[Begin Selected passage]
If there's any place in Manhattan that Gallery Place is like, it's like where Canal St crosses Bowery. Where there's a stream of people in suits going back and forth to their offices crossing a stream of locals who aren't so affluent or lucky on their way to low-paying jobs in a perpindicular direction. Even then it's a pale imitation, because there are zero street vendors, and I don't think the difference in rent between K St and Gallery Place is a distinctive as the difference in rent between midtown manhattan and Canal St.
by nobody on Mar 11, 2010 6:39 am • link • report
Purchasers of condos in the Gallery Place building were told in their closing documents that the building would have signs and video billboards.
The applicable regulations on signage in Gallery Place has not changed since that time period, nor is the proposed plan in violation of the existing regulations. The city council intended that particular block to be able to have video billboards and other signage that would not be allowable anywhere else in the city. And the fears of video billboards popping up all over are vastly overblown since they are prohibited by long-standing regulations.
Additionally, both the Gallery Place condo association and the local Chinatown citizens association support the proposed plan for another video billboard.
If people are going to be arguing facts and law, it would be helpful to have a basic grasp on either.
The dispute can be boiled down to people opposing it because it doesn't reflect "their" view of what Washington should look like and a few residents who demanded money from the advertising company and were told no.
by Fritz on Mar 11, 2010 7:11 am • link • report
by Thayer-D on Mar 11, 2010 8:08 am • link • report
Let them go to New York.
[End Selected passage]
[Begin Provided material]
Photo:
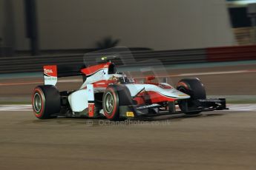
[End Provided material]
Work to do:
a – In the comments on Gallery Place signage, rewrite the passage starting with "Additionally, both the" and going on through "another video billboard.", putting "homeowners association" in place of "condo association".
b – Summarize the comments on Gallery Place signage in two sentences.

Answers to the problems:
a –
Additionally, both the Gallery Place homeowners association and the local Chinatown citizens association support the proposed plan for another video billboard.

b – One commenter likens Gallery Place to the spot in Manhattan where Canal St crosses Bowery but calls it a pale imitation. Another says condo buyers were told the building would have signs and video billboards, that the proposed plan does not violate existing regulations, and that both the Gallery Place condo association and the local Chinatown citizens association support it.